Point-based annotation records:
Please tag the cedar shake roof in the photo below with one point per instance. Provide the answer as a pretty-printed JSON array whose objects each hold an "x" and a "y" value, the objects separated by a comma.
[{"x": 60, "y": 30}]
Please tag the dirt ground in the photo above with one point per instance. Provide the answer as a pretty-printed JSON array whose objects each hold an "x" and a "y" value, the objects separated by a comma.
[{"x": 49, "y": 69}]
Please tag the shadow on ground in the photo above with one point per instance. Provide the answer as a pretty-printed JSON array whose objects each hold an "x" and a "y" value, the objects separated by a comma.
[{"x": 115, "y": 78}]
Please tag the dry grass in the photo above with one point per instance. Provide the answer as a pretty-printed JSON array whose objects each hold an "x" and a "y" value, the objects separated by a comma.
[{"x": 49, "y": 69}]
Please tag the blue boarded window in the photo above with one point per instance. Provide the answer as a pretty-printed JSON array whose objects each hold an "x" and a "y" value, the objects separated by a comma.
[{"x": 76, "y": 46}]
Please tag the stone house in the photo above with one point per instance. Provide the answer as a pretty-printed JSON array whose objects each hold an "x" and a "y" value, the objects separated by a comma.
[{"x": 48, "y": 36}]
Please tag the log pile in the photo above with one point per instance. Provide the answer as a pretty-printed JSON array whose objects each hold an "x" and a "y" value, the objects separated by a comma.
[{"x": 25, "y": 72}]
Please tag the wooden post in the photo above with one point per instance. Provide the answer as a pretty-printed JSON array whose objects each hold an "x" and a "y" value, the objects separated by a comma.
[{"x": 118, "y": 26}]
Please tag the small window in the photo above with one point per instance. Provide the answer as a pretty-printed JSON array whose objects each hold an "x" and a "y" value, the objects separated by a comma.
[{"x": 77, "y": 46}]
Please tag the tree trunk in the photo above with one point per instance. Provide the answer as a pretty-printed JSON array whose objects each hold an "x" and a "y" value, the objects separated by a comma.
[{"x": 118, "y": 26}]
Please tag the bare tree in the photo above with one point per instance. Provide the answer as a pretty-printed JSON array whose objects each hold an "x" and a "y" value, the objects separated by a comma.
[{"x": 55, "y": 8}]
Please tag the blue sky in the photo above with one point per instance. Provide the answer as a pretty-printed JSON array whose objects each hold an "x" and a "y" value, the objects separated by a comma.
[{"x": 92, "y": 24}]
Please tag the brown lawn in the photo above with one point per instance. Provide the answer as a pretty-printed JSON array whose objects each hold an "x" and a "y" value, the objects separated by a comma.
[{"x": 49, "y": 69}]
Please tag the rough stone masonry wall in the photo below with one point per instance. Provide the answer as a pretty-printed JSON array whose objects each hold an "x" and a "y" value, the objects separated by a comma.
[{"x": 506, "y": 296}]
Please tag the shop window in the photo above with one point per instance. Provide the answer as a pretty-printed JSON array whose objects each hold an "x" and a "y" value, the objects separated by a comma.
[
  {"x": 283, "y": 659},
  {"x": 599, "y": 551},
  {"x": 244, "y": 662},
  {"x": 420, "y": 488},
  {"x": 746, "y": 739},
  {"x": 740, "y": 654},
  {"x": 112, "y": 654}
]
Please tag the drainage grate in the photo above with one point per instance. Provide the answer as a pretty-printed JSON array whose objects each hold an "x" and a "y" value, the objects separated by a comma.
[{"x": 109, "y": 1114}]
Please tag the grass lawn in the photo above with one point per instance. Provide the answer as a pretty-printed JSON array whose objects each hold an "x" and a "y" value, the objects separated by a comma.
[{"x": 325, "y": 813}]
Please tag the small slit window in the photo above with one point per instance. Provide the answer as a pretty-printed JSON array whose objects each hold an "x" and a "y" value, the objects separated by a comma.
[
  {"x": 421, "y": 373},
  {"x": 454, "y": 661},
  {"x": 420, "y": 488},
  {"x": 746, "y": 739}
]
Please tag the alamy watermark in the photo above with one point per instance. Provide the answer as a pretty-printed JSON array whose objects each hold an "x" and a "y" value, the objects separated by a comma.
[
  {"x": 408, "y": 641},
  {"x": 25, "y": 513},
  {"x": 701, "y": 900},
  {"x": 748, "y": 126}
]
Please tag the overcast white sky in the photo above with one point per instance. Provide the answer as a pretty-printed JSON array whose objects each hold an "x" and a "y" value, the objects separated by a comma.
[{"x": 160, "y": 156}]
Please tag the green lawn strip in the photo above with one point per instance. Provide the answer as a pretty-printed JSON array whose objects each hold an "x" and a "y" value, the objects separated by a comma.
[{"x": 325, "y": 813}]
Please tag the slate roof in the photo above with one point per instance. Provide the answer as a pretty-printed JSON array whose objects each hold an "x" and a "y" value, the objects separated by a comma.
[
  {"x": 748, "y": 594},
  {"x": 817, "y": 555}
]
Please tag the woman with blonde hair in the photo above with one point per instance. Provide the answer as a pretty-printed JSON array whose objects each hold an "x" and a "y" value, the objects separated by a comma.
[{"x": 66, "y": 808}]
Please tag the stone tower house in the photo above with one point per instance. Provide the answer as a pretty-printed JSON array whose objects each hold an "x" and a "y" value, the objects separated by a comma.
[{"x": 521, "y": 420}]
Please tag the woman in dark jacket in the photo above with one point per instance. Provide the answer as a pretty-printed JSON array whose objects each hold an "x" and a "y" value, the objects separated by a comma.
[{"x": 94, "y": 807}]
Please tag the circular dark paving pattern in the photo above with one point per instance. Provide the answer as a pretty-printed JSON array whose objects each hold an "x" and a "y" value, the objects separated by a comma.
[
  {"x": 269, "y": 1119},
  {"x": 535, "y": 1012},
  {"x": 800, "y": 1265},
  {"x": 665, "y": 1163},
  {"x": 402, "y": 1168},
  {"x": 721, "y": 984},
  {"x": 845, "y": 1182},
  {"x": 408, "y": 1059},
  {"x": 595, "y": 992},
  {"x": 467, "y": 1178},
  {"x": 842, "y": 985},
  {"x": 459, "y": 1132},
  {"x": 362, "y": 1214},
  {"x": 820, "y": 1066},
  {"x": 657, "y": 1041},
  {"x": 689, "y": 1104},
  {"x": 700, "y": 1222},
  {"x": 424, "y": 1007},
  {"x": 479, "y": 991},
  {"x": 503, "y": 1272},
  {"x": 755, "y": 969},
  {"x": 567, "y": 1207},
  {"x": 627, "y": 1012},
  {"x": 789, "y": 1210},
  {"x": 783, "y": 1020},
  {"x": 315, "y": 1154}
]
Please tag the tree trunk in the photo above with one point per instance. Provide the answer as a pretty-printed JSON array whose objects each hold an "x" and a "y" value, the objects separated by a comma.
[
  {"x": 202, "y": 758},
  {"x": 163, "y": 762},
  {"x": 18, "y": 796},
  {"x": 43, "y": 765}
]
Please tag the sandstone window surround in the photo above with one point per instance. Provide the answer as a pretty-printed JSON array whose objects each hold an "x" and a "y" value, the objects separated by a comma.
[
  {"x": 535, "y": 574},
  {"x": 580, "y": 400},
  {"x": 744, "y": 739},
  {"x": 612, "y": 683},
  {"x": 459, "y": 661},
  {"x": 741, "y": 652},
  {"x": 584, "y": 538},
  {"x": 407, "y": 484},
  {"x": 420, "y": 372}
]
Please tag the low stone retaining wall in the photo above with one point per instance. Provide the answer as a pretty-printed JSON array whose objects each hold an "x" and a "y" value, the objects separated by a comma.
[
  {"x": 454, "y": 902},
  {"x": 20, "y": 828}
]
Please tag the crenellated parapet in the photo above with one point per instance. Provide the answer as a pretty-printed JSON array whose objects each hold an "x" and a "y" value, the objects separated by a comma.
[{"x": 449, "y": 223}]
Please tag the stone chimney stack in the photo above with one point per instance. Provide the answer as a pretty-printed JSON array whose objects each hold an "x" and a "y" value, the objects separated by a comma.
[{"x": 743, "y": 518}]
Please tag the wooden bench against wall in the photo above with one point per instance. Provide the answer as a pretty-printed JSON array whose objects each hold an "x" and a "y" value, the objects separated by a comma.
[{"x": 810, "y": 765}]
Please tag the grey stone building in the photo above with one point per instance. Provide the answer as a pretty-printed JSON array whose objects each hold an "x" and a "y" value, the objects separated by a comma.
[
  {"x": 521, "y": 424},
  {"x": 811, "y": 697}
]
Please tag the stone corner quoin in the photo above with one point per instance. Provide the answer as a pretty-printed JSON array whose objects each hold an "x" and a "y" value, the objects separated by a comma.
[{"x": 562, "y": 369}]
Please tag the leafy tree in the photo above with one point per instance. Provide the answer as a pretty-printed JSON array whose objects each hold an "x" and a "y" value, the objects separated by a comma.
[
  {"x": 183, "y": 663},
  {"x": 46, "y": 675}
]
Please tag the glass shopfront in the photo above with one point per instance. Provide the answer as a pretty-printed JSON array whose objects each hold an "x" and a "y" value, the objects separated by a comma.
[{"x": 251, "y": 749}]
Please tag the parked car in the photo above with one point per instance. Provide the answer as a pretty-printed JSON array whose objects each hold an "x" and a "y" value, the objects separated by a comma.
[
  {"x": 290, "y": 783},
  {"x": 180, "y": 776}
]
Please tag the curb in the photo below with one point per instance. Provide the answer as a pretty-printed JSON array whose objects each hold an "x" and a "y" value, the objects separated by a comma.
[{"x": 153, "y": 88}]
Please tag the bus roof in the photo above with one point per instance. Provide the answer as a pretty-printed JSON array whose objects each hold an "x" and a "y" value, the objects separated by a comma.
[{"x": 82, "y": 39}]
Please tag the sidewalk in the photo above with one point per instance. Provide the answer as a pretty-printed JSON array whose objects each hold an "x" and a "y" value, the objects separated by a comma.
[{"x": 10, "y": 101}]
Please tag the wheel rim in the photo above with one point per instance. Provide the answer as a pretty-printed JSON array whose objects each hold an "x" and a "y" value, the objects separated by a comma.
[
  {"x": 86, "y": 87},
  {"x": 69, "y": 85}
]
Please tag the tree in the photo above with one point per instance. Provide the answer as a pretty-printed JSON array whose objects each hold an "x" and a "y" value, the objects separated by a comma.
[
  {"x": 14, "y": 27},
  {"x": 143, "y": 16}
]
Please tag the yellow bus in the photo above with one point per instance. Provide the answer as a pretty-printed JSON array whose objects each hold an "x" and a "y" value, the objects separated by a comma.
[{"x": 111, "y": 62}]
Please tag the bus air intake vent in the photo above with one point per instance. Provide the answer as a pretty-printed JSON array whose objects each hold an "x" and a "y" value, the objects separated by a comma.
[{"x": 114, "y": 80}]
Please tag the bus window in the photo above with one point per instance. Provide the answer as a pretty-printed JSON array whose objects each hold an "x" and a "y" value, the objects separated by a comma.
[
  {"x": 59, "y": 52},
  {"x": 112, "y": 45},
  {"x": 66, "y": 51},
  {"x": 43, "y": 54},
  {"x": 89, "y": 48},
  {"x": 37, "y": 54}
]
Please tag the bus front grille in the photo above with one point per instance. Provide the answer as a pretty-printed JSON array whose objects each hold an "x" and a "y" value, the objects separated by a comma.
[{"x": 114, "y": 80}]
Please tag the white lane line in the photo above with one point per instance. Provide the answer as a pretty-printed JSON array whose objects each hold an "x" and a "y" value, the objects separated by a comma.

=== Given request ===
Write out every line of the records above, from the line containing "Please tag the bus front" down to the last line of the records, without changing anything.

=== Expected answer ===
Please tag the bus front grille in the photo above with one point per instance. Provide the answer as a pretty-printed JSON array whose objects each hold an "x" and a "y" value, the objects separated by a comma.
[{"x": 114, "y": 80}]
Please tag the white lane line in the photo above with one point per instance. Provide the answer as a pretty-printed JSON array whose objects each hold an "x" and a "y" value, the objects separated by a comma.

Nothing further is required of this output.